- [GIVEN REQUEST]
In the entries below, change every "stone retaining wall" to "concrete retaining wall" and reproduce the lines with nothing else altered.

- [DATA EXCERPTS]
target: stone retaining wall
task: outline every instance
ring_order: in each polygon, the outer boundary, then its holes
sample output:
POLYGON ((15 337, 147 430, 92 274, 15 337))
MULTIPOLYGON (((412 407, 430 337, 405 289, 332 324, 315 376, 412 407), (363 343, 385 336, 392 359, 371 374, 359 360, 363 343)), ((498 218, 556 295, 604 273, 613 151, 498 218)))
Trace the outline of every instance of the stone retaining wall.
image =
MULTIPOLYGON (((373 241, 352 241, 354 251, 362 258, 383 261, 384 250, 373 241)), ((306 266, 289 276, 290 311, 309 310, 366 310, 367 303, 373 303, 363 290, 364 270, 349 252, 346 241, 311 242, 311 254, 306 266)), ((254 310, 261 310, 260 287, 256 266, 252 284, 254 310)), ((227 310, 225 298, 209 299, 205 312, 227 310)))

- [FULL RESPONSE]
target: concrete retaining wall
task: outline every instance
ring_order: in each polygon, the outer boundary, then its holes
sample output:
POLYGON ((15 337, 147 430, 92 274, 15 337))
MULTIPOLYGON (((412 407, 430 337, 405 289, 332 324, 315 376, 412 407), (363 343, 385 336, 392 359, 371 374, 359 360, 363 343)), ((498 218, 556 295, 604 273, 613 151, 498 218)))
Trace the outline of every instance of the concrete retaining wall.
image =
MULTIPOLYGON (((373 241, 352 241, 354 251, 362 258, 383 261, 384 250, 373 241)), ((306 266, 289 276, 290 311, 309 310, 366 310, 367 303, 373 303, 363 290, 364 270, 349 252, 346 241, 311 242, 311 254, 306 266)), ((254 310, 261 310, 260 287, 256 266, 252 284, 254 310)), ((227 310, 225 298, 209 299, 205 312, 227 310)))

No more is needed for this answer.